Prompt: Lines with "boulder": report how many there are in the listing below, giving the number and nothing else.

Study material:
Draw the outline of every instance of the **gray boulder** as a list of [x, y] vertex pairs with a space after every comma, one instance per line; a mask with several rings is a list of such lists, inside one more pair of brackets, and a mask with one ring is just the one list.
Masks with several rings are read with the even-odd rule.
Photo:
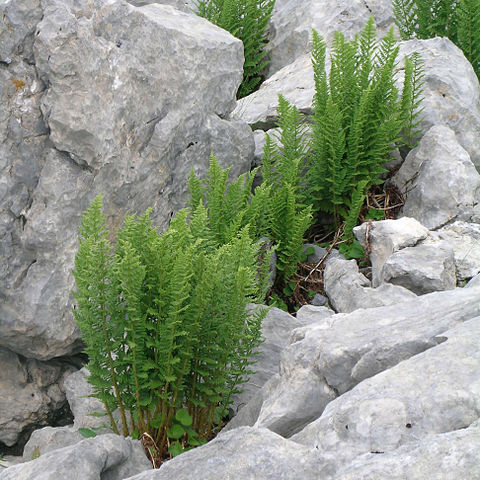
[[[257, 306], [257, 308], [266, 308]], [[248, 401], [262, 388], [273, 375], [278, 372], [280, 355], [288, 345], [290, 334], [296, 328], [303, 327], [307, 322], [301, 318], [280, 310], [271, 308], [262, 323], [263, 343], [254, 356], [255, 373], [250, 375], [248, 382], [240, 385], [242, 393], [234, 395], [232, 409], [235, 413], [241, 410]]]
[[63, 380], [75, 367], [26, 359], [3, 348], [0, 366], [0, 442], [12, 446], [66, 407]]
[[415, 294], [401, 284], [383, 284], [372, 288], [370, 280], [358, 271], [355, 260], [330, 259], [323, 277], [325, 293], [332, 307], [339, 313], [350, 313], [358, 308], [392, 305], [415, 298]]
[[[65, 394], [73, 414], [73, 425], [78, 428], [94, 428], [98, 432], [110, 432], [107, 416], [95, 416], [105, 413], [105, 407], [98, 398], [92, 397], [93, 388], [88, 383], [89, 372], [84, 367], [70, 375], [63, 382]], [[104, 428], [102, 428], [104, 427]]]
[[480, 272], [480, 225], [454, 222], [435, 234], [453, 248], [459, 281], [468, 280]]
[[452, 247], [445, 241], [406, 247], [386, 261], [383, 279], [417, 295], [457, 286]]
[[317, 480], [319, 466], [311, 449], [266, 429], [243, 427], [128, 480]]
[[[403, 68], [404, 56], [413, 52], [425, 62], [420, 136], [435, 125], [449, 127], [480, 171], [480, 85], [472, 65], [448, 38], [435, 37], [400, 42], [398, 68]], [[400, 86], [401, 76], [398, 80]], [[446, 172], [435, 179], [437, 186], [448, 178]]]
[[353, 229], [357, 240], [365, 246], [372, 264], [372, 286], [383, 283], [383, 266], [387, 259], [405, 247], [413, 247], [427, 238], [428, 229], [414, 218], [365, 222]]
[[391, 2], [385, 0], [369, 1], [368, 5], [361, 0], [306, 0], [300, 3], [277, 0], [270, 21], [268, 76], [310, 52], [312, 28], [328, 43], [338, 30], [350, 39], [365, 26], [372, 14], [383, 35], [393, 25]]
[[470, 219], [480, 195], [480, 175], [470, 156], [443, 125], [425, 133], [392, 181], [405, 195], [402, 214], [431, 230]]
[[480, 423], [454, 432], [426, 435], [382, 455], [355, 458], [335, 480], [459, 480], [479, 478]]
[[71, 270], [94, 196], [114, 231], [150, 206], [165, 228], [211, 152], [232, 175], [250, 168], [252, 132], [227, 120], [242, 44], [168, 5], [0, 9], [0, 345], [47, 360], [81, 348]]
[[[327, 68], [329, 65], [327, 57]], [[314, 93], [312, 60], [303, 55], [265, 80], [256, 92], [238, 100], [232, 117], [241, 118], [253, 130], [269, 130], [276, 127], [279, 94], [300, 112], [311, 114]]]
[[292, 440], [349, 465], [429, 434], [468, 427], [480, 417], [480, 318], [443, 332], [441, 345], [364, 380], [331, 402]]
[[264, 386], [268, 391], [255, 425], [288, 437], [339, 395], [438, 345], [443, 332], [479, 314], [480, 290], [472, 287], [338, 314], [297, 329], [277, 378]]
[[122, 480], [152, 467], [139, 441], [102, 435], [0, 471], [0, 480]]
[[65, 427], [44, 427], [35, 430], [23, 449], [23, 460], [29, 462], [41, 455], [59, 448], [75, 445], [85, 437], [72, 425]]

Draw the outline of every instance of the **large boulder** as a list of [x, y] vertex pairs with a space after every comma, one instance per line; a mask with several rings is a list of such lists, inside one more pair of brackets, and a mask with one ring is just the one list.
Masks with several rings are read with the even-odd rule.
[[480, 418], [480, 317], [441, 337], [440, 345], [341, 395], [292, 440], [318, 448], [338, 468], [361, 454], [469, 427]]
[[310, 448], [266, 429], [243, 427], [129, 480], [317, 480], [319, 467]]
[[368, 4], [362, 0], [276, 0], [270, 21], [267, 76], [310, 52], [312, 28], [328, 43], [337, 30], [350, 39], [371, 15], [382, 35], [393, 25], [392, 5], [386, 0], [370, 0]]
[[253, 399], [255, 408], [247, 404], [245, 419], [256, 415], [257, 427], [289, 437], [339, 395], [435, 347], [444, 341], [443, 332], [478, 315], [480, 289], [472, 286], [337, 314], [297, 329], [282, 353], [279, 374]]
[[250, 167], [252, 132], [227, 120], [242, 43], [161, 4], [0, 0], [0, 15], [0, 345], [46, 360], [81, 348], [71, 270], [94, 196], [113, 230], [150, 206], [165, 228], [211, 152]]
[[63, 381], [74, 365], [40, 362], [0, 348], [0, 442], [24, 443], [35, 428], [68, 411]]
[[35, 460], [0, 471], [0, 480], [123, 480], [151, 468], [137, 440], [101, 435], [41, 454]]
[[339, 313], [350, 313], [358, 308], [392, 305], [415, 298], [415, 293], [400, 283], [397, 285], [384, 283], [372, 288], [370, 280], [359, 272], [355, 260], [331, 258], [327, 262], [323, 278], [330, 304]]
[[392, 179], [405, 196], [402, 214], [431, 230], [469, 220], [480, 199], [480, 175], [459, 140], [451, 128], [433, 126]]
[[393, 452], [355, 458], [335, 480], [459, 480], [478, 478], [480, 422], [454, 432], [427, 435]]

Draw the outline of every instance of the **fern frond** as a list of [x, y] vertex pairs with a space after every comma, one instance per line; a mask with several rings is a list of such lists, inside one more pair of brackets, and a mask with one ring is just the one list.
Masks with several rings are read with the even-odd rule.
==
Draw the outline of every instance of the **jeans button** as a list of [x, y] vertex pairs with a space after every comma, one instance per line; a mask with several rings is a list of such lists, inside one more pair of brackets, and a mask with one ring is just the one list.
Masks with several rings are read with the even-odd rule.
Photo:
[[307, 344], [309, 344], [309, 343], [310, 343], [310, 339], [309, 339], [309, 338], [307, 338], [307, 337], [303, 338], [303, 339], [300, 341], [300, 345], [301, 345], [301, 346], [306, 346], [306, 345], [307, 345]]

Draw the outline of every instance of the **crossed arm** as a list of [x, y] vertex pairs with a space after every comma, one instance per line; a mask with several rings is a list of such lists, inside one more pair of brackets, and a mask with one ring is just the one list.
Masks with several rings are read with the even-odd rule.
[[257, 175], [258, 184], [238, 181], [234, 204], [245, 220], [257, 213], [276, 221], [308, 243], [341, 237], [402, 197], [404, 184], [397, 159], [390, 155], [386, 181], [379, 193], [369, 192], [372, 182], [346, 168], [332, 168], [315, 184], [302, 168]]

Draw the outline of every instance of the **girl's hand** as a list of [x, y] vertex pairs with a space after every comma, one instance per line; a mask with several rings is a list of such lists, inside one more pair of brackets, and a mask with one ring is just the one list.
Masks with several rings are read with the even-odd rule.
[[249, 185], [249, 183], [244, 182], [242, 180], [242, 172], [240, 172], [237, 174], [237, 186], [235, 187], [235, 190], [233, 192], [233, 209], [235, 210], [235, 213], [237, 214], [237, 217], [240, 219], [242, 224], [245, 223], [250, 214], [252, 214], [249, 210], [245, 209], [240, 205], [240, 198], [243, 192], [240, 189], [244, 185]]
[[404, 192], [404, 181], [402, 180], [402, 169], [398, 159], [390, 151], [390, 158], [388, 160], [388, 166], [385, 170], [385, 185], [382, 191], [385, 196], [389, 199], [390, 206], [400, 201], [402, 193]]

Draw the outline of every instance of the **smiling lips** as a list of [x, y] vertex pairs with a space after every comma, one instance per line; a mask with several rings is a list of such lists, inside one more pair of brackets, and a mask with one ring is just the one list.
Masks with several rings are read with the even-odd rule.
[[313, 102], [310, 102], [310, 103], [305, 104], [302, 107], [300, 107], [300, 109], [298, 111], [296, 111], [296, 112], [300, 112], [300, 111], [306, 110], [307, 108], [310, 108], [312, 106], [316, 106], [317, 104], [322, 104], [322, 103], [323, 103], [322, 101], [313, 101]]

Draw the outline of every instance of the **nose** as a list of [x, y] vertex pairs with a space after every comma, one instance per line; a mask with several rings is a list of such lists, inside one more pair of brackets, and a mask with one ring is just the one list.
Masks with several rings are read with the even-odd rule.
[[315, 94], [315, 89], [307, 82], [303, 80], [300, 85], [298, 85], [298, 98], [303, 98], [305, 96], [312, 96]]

Completed exercise: 2